Written instruction: How many lines of the listing below contain the string "rein", counting only matches with the same capitalization? Reply with the number alone.

Stored data:

* * * *

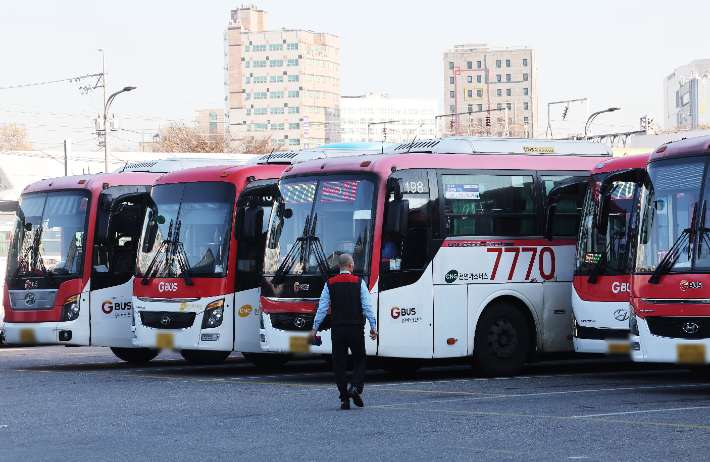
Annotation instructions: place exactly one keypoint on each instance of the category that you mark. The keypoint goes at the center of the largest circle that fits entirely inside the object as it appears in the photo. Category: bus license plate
(691, 353)
(618, 348)
(27, 336)
(164, 340)
(298, 344)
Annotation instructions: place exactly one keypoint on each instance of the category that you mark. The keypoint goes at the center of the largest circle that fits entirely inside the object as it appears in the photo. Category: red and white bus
(670, 285)
(602, 274)
(198, 281)
(447, 233)
(72, 256)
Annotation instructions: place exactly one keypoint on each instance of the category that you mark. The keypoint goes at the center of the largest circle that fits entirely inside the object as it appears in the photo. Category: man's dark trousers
(346, 336)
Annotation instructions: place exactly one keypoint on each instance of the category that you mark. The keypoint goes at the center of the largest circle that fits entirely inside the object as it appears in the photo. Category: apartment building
(479, 79)
(285, 83)
(392, 120)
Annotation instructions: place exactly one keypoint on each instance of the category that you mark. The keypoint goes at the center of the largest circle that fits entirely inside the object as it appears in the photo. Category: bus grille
(167, 319)
(679, 326)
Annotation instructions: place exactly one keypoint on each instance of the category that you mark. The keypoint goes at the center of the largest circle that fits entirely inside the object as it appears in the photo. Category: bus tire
(267, 360)
(205, 357)
(502, 341)
(135, 355)
(399, 366)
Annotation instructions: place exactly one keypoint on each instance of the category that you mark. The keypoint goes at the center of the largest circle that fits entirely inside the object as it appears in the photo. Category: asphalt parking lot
(62, 403)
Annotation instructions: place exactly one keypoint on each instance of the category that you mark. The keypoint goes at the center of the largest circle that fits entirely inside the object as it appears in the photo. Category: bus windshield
(187, 231)
(336, 210)
(49, 234)
(591, 245)
(672, 209)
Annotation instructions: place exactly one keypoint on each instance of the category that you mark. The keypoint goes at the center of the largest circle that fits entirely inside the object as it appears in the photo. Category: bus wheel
(135, 355)
(502, 341)
(267, 359)
(399, 366)
(203, 357)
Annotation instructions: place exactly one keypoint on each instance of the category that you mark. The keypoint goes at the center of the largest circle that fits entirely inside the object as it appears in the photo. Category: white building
(403, 119)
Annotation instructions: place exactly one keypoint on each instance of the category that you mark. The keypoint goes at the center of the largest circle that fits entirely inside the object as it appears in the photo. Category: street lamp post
(593, 116)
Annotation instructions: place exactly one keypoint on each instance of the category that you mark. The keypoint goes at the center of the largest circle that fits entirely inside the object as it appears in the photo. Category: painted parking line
(548, 417)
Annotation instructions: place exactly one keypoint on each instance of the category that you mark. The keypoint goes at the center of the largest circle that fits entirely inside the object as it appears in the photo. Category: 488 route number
(533, 255)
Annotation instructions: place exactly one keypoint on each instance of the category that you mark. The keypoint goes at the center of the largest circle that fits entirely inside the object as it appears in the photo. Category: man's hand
(312, 336)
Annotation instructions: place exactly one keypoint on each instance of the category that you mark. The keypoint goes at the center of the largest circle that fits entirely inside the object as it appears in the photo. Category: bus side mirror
(397, 217)
(249, 223)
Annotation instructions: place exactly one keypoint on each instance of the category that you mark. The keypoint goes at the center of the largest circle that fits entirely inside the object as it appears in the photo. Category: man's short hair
(344, 261)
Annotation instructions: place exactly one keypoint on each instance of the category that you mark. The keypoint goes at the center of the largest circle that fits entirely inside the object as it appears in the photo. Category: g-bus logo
(167, 286)
(109, 307)
(620, 287)
(244, 311)
(685, 285)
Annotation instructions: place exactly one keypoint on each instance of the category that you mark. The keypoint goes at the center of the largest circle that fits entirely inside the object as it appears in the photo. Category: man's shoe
(356, 397)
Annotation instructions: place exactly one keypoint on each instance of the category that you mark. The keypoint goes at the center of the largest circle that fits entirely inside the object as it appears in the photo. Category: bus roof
(479, 145)
(686, 147)
(622, 163)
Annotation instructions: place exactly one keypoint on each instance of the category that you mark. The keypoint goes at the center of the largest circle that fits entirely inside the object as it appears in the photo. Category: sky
(616, 53)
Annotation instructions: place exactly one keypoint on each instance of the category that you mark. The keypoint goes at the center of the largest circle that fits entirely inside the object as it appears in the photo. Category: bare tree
(14, 137)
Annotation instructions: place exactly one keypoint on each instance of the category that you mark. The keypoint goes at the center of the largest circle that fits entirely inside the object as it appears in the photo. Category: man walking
(348, 298)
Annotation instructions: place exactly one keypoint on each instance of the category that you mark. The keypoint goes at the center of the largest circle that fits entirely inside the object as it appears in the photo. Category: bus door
(116, 239)
(405, 317)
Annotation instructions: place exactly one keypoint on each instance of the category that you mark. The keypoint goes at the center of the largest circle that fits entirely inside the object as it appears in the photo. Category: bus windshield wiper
(670, 259)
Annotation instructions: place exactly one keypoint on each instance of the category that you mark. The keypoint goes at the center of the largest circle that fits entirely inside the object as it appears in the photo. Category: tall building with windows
(284, 82)
(388, 119)
(479, 78)
(685, 97)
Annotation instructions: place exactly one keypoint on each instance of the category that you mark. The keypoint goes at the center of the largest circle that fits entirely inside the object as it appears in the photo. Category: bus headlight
(633, 323)
(214, 313)
(70, 311)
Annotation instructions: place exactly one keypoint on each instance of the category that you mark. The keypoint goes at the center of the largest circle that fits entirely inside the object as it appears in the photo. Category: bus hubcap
(502, 339)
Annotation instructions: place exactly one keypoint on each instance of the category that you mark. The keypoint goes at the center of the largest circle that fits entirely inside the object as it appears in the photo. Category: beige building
(393, 120)
(479, 78)
(282, 82)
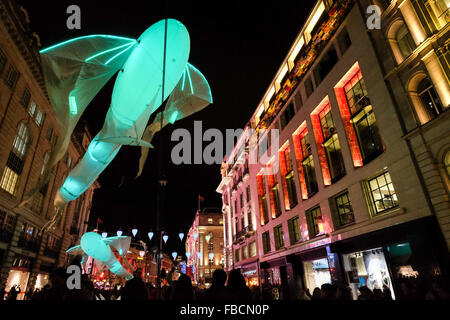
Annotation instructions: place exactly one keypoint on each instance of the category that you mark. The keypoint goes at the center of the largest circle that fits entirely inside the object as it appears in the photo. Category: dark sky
(237, 45)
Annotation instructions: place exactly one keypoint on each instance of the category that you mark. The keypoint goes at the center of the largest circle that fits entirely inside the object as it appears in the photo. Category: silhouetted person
(12, 295)
(237, 286)
(182, 289)
(217, 291)
(317, 294)
(135, 289)
(366, 293)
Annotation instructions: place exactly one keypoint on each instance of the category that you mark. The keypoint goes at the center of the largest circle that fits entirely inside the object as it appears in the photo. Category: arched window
(447, 163)
(429, 98)
(405, 41)
(16, 160)
(44, 164)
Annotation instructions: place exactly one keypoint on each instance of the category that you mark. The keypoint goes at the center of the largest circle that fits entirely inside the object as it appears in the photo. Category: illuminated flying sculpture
(75, 71)
(101, 250)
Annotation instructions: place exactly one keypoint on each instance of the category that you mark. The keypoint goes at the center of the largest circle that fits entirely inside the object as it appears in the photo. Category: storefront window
(367, 268)
(317, 273)
(383, 193)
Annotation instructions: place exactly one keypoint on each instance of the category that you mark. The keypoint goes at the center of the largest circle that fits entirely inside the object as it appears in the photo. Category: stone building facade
(28, 132)
(355, 188)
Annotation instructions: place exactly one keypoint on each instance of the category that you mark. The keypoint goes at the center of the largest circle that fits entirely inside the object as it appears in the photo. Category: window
(44, 164)
(16, 159)
(266, 242)
(363, 118)
(252, 249)
(429, 98)
(294, 230)
(274, 194)
(447, 163)
(278, 235)
(244, 252)
(308, 87)
(287, 171)
(2, 61)
(11, 76)
(343, 209)
(344, 41)
(405, 41)
(26, 96)
(32, 109)
(262, 199)
(241, 198)
(49, 134)
(39, 118)
(383, 193)
(249, 220)
(308, 164)
(331, 145)
(287, 115)
(325, 65)
(315, 222)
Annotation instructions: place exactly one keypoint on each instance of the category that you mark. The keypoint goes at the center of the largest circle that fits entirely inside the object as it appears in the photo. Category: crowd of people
(224, 287)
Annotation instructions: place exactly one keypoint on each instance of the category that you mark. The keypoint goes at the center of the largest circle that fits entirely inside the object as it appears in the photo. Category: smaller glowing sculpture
(107, 253)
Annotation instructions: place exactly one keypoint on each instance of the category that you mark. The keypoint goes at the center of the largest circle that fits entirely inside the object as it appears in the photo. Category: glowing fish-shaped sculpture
(76, 70)
(100, 249)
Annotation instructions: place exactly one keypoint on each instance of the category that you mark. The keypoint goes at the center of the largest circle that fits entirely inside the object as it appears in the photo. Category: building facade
(240, 239)
(28, 132)
(204, 245)
(355, 186)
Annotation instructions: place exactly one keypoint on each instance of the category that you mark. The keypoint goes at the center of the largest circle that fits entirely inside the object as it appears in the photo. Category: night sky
(237, 45)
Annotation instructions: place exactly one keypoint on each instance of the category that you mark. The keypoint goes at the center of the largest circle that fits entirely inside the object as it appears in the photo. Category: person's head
(235, 279)
(58, 277)
(219, 277)
(138, 273)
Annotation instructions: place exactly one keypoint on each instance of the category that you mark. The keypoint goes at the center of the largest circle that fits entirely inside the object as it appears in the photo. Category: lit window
(315, 221)
(344, 209)
(383, 193)
(39, 118)
(294, 230)
(15, 162)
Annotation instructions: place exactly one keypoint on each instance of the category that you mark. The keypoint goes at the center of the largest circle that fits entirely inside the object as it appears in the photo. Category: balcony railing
(28, 243)
(241, 233)
(5, 235)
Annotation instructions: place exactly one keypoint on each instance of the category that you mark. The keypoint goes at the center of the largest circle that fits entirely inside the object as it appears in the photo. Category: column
(412, 21)
(438, 77)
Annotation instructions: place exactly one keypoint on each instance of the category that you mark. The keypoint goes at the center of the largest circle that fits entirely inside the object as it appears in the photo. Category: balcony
(28, 243)
(246, 231)
(5, 235)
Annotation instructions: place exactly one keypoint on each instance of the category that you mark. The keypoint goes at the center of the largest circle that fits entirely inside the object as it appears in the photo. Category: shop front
(382, 259)
(250, 273)
(19, 275)
(276, 276)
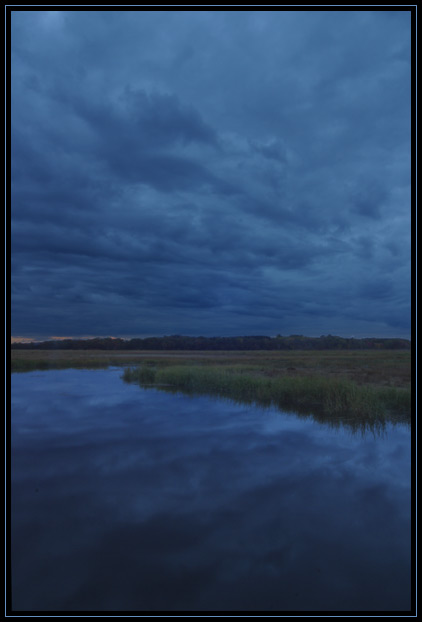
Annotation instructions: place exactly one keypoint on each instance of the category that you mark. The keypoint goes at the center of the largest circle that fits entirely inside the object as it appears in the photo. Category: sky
(210, 173)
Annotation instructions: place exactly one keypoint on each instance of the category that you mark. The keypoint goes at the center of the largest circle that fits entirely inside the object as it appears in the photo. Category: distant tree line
(179, 342)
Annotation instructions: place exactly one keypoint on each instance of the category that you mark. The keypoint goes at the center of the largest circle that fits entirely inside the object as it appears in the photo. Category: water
(125, 499)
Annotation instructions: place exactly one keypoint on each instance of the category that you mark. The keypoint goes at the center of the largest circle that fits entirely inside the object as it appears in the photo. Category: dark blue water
(125, 499)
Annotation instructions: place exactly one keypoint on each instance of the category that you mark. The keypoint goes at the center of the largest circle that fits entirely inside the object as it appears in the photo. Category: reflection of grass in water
(328, 400)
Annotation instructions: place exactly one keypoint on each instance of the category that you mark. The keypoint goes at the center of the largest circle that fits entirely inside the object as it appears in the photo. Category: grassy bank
(313, 394)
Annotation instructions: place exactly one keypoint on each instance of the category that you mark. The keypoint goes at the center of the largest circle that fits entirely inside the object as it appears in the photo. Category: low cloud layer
(210, 172)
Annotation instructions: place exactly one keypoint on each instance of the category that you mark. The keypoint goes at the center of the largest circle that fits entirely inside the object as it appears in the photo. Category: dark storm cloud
(210, 172)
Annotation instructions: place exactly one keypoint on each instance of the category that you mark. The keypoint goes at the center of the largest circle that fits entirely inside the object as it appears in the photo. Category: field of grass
(368, 384)
(319, 395)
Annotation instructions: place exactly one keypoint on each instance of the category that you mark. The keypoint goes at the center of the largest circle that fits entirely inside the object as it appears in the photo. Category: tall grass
(319, 395)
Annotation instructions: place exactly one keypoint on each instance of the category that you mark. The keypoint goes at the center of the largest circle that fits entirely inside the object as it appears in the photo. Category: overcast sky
(210, 173)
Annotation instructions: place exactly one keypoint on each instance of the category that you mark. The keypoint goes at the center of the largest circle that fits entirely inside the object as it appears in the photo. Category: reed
(319, 394)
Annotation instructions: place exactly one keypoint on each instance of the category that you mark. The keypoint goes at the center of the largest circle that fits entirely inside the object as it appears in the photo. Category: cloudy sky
(210, 173)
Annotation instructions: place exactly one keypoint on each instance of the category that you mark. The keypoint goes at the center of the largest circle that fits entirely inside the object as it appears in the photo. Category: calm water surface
(125, 499)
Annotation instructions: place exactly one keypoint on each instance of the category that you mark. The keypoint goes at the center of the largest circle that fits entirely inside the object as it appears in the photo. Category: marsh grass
(324, 397)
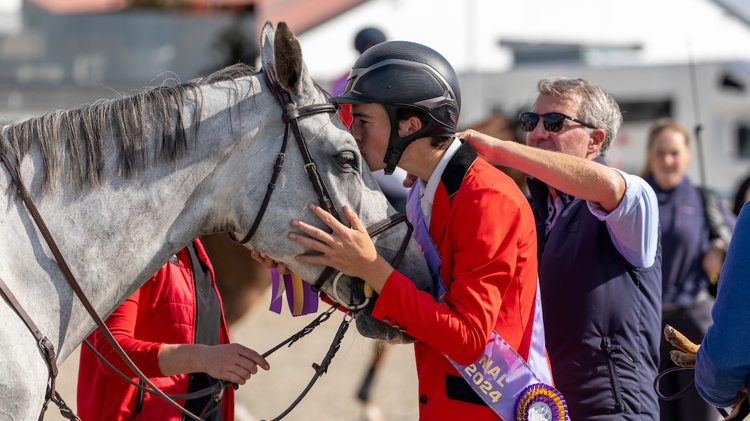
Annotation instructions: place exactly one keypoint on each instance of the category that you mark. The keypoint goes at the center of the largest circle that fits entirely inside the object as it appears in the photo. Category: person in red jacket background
(480, 353)
(173, 329)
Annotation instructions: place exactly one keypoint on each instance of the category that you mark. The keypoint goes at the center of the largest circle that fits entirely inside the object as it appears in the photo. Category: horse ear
(266, 43)
(290, 69)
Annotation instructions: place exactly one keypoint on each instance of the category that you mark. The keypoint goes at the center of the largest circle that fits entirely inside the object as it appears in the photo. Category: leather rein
(290, 117)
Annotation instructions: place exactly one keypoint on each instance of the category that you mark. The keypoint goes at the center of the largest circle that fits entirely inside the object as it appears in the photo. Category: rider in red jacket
(171, 327)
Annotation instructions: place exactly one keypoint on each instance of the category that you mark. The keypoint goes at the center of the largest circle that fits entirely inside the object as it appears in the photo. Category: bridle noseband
(291, 117)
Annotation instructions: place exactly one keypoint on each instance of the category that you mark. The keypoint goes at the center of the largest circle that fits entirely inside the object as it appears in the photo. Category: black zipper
(610, 349)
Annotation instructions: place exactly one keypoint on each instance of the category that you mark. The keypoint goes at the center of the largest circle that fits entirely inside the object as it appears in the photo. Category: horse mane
(72, 142)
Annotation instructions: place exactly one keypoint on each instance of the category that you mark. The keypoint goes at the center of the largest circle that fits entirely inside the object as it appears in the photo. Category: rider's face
(371, 129)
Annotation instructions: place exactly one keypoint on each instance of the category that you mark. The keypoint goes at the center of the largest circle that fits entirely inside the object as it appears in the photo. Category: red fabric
(486, 237)
(161, 311)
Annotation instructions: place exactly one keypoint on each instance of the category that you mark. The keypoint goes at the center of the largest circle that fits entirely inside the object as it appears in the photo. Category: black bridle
(291, 117)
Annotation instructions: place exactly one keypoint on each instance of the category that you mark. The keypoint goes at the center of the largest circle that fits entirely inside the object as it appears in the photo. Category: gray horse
(124, 184)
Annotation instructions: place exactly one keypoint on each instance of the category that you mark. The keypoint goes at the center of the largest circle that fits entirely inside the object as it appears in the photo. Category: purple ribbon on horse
(300, 297)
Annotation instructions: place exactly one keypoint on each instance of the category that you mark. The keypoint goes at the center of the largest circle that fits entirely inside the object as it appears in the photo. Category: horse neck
(117, 235)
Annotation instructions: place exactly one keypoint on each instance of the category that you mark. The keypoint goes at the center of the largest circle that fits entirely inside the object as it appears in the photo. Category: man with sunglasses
(481, 351)
(598, 249)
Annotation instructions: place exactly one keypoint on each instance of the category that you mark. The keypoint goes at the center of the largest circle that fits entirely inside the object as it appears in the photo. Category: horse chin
(371, 327)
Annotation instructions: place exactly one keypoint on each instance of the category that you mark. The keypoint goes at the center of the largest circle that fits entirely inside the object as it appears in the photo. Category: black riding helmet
(406, 75)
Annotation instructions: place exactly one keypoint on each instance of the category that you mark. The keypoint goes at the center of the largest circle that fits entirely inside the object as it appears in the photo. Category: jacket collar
(539, 191)
(450, 181)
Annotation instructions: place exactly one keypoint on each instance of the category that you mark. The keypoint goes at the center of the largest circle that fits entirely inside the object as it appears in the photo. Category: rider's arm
(122, 324)
(723, 360)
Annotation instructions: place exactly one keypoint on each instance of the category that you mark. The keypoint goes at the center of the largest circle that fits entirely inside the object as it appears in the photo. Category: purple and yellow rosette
(541, 402)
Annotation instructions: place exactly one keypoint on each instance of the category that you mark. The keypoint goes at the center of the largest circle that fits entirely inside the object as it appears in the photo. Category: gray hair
(72, 141)
(597, 107)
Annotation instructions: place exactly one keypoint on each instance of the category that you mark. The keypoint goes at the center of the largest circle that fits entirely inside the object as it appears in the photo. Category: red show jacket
(161, 311)
(484, 230)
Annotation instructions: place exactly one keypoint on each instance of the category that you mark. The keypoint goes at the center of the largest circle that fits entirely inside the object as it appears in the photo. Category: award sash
(514, 388)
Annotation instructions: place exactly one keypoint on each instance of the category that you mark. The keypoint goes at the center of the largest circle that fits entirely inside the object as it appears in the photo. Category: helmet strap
(397, 144)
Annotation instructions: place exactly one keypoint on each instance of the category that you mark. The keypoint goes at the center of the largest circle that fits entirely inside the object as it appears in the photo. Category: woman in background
(695, 233)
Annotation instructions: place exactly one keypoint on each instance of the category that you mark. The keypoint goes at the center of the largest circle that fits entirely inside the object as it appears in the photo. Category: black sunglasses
(553, 122)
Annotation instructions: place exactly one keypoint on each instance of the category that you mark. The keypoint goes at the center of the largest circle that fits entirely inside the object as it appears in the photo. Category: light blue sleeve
(634, 224)
(723, 361)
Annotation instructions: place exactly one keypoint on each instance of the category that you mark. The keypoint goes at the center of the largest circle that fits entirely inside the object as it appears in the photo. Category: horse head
(345, 177)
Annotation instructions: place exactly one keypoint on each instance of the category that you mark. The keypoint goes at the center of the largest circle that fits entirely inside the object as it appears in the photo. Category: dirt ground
(334, 396)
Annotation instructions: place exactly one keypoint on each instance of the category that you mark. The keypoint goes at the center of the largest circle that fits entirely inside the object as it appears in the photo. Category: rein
(290, 117)
(744, 409)
(46, 345)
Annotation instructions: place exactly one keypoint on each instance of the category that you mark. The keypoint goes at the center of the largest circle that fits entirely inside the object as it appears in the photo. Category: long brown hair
(656, 129)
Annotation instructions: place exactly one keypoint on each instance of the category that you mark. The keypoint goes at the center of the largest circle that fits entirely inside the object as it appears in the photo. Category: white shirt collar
(428, 189)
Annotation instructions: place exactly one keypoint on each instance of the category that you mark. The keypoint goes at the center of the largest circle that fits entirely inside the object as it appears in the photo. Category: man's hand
(686, 358)
(348, 250)
(713, 259)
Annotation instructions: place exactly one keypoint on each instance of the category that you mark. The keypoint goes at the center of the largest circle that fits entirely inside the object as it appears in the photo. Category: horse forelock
(72, 142)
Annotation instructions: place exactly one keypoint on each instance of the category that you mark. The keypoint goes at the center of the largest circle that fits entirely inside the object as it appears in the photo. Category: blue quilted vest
(602, 315)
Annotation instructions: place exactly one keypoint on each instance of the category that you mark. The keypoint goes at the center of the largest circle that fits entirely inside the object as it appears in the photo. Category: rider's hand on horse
(270, 263)
(485, 145)
(230, 362)
(348, 250)
(685, 357)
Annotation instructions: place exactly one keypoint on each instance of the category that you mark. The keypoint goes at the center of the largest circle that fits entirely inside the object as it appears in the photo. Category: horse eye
(346, 159)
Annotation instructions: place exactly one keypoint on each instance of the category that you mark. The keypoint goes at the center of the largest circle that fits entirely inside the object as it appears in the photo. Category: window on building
(743, 141)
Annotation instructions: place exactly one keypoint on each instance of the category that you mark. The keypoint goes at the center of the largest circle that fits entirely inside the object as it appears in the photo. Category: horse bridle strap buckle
(76, 287)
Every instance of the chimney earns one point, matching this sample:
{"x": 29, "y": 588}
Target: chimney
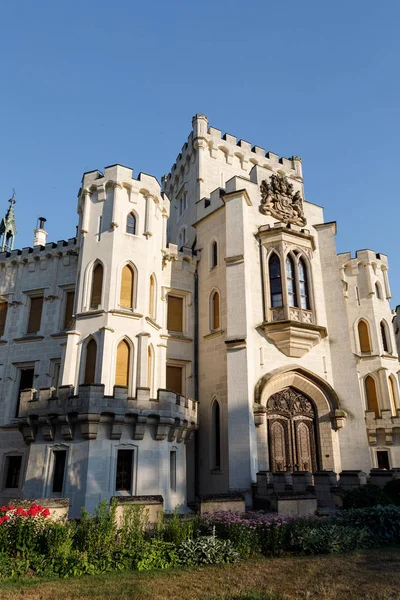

* * * *

Answer to this exercise: 2